Chill. C’est d’abord un mot-clef, un anglicisme, un buzzword. Le mot est aussi répandu que sa définition est vague. Il dit la détente, la relaxation, le détachement ou le délassement ; il peut aussi bien désigner des activités qu’une posture. En musique, chill est parfois un mantra –dans le rap californien ou le cloud rap– souvent une injonction –chez les hommes de pouvoir qui voient de l’hystérie partout où il y a de la colère, chez les femmes de la bourgeoisie qui ont appris à ne jamais rien laisser paraître. C’est donc une question d’identité et de statut, mais c’est aussi une disposition en nous– quelque chose comme un affect, plus ou moins structuré.

Ces dernières années, la détente est devenue un idéal diffus : elle motive une série de gestes pour réguler les humeurs, tout un design de l’intérieur et de l’intériorité. Cela peut paraître paradoxal, mais la détente se gère et elle s’entretient. Les playlists de musique pour se détendre rassemblent aujourd’hui des millions d’auditeur·ice·s sur des plate-formes comme YouTube ou Spotify. Ielles s’agrègent autour d’une myriade de genres récents ou anciens– lo-fi hip-hop, easy-listening, cloud rap, ambient environnemental, dance-pop– et du retour de vieilles catégories –musique d’ascenseur, d’illustration, d’ambiance, muzak, moodmusic– dont cet ouvrage explore les généalogies.

D’Ariana Grande à bsd.u, de Paul Weston à Midori Takada en passant par Lil B, un air de chill traverse des artistes que rien ne réunit a priori. Cette disparité n’empêche pas d’imaginer que le chill puisse devenir une catégorie esthétique à part entière. Certes, le chill n’est pas vraiment le nom d’un genre musical. On y verra plutôt un style – une manière de faire au sein d’un genre – un format – un point de rencontre entre un média et une audience à valoriser auprès des publicitaires– ou encore une façon de se rapporter à la musique, entre écoute oblique et optimisation cognitive. Sous cet angle, le chill est tantôt une soupape, tantôt un fantasme, il relève du divertissement ou de la thérapie ; mais c’est par-dessus tout un équilibre instable, entre travail et loisir, plaisir et abnégation. C’est aussi du confort, car le confort a toujours été une histoire de contrôle des flux : les streams labélisés « chill » viennent s’ajouter au chauffage, à l’électricité et à l’eau courante. Ils soutiennent les moments de flow et de fatigue, ils sont au service de besoins qu’ils définissent et participent à reproduire.

==============================

* [Consignes]:
(1) Reformulez sous forme de liste à puces le paragraphe de l'extrait qui commence par « Ces dernières années », en conservant ses faits principaux.
(2) Recopiez le passage de l'extrait situé entre « Ces dernières années, la » et « explore les généalogies. », bornes incluses.
La liste n'est d'aucune utilité pour ce travail.

* [Données sources]:
==============================

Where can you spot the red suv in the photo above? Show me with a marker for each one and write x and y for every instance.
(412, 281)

==============================

* [Corrigé]:
(1)
- Ces dernières années, la détente est devenue un idéal diffus. Elle motive des gestes de régulation des humeurs ainsi qu'un design de l'intérieur et de l'intériorité.
- Paradoxalement, la détente se gère et s'entretient.
- Les playlists de musique pour se détendre rassemblent des millions d'auditeur·ice·s sur des plate-formes comme YouTube ou Spotify.
- Ce public se regroupe autour de genres récents ou anciens : lo-fi hip-hop, easy-listening, cloud rap, ambient environnemental, dance-pop.
- Il se regroupe aussi autour du retour de vieilles catégories : musique d'ascenseur, d'illustration, d'ambiance, muzak, moodmusic. L'ouvrage en explore les généalogies.

(2)
Ces dernières années, la détente est devenue un idéal diffus : elle motive une série de gestes pour réguler les humeurs, tout un design de l’intérieur et de l’intériorité. Cela peut paraître paradoxal, mais la détente se gère et elle s’entretient. Les playlists de musique pour se détendre rassemblent aujourd’hui des millions d’auditeur·ice·s sur des plate-formes comme YouTube ou Spotify. Ielles s’agrègent autour d’une myriade de genres récents ou anciens– lo-fi hip-hop, easy-listening, cloud rap, ambient environnemental, dance-pop– et du retour de vieilles catégories –musique d’ascenseur, d’illustration, d’ambiance, muzak, moodmusic– dont cet ouvrage explore les généalogies.